* Your objective:
Give again, word for word, every line in the entries below from the line with "Could you please indicate the ear" up to and including the line with "Could you please indicate the lips", and no other line.

##### Records shown

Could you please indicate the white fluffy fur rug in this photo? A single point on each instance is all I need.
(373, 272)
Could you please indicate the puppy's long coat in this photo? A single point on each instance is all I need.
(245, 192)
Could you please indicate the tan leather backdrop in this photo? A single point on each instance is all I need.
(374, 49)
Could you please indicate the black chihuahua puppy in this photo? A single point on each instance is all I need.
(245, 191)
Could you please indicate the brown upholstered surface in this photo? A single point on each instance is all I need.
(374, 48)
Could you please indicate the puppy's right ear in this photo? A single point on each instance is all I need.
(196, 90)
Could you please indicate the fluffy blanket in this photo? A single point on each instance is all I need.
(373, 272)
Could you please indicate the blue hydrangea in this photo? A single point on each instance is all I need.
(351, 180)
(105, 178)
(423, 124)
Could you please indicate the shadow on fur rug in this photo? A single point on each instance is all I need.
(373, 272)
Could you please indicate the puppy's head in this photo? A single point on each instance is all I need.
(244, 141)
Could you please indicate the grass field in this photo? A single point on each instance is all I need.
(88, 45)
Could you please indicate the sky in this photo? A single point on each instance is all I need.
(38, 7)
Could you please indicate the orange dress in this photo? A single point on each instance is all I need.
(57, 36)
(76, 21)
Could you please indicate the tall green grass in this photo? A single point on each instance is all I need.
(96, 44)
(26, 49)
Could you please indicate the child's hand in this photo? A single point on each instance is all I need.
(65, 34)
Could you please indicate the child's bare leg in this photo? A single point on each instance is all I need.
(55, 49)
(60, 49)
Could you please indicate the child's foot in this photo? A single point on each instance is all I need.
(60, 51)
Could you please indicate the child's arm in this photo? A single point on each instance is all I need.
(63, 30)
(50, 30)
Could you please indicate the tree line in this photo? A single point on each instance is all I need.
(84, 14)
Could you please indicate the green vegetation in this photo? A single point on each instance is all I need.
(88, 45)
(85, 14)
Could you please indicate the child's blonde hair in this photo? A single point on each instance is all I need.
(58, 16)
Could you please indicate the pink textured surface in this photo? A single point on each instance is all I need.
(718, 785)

##########
##### Records shown

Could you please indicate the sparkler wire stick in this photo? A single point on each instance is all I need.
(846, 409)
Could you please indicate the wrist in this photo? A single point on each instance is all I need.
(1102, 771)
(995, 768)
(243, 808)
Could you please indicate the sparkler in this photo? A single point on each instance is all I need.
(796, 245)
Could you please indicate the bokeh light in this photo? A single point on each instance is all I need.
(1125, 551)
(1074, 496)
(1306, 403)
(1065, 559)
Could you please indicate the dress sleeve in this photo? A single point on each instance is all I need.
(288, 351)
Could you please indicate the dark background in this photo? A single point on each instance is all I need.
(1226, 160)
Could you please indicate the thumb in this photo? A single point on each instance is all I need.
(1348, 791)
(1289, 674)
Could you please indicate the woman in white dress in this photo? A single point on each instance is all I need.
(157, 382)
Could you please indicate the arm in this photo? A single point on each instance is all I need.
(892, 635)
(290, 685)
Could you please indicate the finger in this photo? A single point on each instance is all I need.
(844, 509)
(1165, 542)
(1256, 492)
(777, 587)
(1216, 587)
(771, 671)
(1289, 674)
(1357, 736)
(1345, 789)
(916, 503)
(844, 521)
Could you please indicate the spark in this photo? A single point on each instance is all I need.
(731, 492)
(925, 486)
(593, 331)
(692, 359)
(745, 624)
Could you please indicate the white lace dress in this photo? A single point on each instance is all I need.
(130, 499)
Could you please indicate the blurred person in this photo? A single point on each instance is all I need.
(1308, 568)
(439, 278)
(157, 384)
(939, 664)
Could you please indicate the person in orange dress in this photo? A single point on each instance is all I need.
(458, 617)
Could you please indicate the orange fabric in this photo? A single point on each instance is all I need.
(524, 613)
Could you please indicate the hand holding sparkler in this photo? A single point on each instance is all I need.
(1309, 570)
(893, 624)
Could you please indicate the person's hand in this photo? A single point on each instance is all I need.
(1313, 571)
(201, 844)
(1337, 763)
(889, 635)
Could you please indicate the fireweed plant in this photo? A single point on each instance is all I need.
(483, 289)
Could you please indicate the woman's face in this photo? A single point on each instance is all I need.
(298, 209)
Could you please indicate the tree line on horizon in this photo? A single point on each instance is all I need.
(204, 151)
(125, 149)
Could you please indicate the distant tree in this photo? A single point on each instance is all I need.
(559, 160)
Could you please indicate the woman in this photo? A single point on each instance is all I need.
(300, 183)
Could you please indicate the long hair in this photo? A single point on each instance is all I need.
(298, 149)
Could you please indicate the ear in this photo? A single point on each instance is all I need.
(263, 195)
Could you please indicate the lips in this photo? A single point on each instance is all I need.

##########

* Output of the exercise:
Could you please indicate the ear in this photo? A single point on each instance is all I need.
(263, 195)
Could you please indicate the lips in this photo? A single point on each instance is all I need.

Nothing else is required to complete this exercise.